- [Data for analysis]
- - -

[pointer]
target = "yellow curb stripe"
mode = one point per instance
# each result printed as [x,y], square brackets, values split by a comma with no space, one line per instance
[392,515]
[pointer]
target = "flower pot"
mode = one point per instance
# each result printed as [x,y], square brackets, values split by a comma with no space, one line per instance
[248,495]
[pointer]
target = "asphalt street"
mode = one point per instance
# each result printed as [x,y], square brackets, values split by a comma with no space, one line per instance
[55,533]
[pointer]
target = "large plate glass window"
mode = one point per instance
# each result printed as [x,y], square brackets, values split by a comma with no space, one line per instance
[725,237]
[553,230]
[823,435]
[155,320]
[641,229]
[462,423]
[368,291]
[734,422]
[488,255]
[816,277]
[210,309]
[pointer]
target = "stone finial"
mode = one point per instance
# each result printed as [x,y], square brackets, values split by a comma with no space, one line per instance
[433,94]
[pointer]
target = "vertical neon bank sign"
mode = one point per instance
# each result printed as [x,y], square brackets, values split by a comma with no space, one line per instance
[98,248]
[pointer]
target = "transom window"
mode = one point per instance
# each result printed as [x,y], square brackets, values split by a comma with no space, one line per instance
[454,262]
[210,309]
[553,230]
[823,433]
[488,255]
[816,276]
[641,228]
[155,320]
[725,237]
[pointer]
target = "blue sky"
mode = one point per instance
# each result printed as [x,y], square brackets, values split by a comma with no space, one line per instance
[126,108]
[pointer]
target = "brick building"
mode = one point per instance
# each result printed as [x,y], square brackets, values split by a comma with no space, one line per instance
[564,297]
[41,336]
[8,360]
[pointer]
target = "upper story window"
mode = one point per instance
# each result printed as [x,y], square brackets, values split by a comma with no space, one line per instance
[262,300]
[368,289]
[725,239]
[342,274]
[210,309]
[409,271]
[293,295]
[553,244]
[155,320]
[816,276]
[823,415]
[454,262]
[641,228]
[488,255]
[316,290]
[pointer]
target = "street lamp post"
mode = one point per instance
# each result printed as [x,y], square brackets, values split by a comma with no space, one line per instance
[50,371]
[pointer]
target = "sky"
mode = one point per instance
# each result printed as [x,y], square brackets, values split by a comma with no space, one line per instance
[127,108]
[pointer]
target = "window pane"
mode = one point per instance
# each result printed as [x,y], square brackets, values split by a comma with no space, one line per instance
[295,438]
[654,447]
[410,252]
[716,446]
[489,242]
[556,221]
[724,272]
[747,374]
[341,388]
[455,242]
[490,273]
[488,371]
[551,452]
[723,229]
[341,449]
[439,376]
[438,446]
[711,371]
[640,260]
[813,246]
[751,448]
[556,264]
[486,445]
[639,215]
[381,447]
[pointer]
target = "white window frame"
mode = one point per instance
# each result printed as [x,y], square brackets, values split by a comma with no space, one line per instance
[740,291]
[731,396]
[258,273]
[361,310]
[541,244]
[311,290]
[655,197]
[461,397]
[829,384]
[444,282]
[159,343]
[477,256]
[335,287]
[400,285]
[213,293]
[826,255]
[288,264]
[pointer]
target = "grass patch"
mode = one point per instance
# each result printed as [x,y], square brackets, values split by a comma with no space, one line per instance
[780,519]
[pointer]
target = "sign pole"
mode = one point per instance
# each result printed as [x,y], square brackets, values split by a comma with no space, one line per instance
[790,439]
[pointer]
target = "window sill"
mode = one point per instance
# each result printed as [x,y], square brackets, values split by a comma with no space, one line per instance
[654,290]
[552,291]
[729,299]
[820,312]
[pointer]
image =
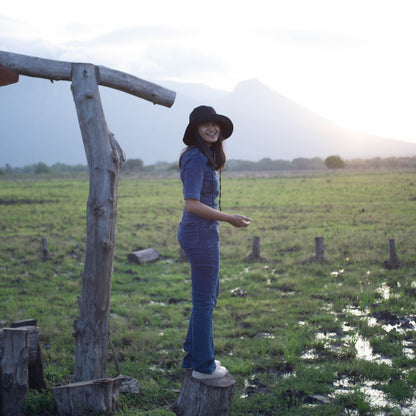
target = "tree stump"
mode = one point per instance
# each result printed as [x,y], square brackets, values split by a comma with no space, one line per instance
[393,262]
[319,248]
[211,397]
[143,256]
[45,249]
[14,377]
[36,374]
[96,396]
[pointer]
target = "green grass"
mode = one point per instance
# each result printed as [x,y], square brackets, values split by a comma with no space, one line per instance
[287,334]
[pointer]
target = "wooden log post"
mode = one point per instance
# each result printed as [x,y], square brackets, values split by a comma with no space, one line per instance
[14,376]
[105,157]
[256,248]
[87,397]
[392,251]
[45,249]
[148,255]
[319,248]
[212,397]
[35,366]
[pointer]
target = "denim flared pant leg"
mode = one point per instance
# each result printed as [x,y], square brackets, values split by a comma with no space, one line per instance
[201,244]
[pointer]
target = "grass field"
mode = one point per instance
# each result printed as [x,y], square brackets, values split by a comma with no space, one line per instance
[300,337]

- - -

Lines with "street": return each one from the data above.

- [Written answer]
target = "asphalt street"
target = "street lamp post"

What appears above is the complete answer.